-- Records to process --
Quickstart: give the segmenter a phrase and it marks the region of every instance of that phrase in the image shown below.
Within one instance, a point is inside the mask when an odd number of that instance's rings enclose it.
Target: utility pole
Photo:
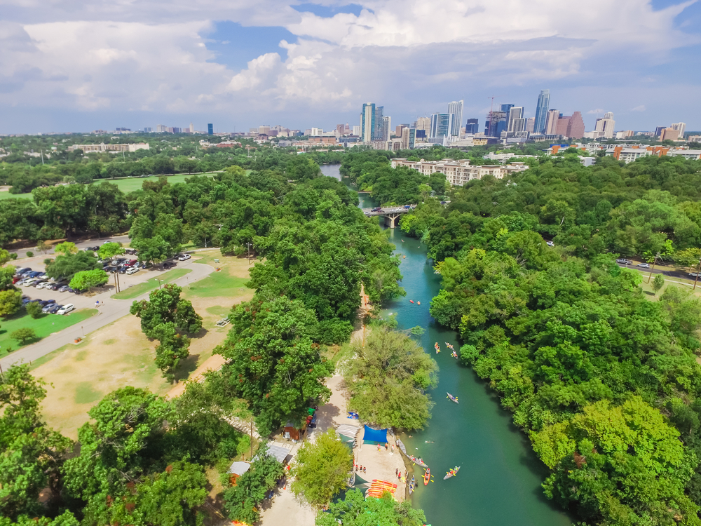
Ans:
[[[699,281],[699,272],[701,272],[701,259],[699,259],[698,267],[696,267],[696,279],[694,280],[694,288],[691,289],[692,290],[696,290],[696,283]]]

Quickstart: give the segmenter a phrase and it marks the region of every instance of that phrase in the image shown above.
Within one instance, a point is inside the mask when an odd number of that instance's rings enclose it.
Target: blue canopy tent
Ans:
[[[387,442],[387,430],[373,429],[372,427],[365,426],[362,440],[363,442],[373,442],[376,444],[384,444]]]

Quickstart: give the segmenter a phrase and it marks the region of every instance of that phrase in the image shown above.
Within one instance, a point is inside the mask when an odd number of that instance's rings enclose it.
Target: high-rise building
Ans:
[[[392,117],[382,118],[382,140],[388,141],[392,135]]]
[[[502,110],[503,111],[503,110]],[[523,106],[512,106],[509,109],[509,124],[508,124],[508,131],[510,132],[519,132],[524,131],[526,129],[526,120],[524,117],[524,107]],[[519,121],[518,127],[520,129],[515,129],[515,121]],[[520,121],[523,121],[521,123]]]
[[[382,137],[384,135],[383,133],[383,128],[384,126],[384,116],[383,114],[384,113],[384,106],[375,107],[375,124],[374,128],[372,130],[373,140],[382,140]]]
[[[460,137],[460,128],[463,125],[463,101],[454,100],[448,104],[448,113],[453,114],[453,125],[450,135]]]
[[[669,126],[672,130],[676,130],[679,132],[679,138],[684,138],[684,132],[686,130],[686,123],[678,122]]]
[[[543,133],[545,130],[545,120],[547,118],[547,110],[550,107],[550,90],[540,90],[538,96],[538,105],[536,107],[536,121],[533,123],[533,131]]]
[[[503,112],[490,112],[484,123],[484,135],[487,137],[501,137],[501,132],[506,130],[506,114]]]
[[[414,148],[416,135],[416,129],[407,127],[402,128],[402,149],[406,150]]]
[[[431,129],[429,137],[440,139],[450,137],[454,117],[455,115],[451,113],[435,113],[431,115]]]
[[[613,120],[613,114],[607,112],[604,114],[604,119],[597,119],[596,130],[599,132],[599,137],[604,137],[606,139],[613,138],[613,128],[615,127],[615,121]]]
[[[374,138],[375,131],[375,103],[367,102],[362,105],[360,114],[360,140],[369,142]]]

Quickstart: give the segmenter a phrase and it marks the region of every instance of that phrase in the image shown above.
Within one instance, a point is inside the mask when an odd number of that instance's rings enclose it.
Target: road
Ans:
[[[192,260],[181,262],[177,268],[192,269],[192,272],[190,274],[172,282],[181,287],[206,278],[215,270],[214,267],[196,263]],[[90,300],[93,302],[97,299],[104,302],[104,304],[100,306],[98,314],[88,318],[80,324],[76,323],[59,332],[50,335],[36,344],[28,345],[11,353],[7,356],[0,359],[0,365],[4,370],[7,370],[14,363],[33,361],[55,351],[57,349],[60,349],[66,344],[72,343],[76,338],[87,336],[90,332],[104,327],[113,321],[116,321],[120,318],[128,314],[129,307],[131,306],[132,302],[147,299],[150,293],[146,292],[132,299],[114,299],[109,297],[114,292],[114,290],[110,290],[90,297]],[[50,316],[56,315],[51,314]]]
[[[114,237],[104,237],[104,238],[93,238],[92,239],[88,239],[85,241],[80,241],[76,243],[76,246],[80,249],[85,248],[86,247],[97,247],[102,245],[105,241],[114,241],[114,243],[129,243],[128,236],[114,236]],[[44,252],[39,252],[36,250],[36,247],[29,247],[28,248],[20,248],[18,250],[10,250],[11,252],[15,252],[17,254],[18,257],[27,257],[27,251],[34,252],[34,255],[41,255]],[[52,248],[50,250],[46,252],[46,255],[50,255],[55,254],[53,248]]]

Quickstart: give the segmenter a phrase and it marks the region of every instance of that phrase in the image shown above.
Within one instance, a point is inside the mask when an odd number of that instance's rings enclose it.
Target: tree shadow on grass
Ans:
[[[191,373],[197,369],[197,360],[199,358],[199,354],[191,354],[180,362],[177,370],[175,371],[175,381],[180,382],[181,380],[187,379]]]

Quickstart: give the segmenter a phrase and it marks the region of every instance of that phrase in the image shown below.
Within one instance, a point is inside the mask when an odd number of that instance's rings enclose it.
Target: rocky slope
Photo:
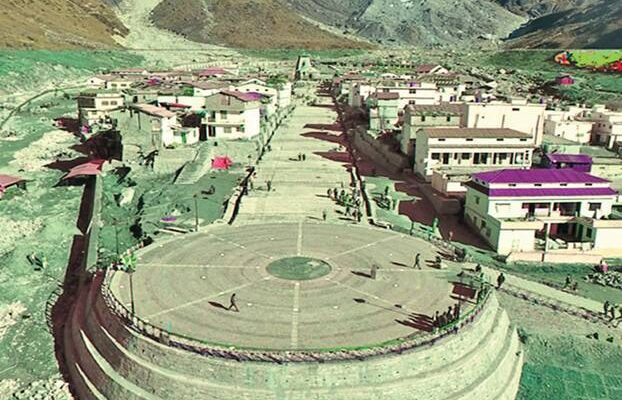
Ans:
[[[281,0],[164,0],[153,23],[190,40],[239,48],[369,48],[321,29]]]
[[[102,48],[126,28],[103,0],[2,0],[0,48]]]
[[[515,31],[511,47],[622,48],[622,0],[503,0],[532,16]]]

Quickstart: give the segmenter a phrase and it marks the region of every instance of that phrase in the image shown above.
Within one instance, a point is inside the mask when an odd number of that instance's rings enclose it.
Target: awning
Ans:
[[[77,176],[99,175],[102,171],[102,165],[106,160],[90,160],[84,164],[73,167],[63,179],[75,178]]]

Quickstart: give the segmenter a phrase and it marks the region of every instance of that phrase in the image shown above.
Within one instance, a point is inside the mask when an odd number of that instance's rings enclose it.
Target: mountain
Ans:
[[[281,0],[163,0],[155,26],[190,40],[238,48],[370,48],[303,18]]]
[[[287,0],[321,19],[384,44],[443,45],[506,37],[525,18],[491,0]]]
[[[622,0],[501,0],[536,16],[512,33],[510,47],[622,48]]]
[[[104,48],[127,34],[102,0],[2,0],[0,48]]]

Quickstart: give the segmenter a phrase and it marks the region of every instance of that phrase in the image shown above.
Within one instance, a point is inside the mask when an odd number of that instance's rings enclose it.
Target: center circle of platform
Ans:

-- Goal of the exercise --
Pull out every line in the listing above that contains the string "Target". The match is case-sensitive.

-- Result of the exercise --
Target: utility pole
Target: blue canopy tent
Target: high-rise building
Target: road
Target: tree shadow on grass
Target: rocky slope
Target: awning
Target: mountain
Target: center circle of platform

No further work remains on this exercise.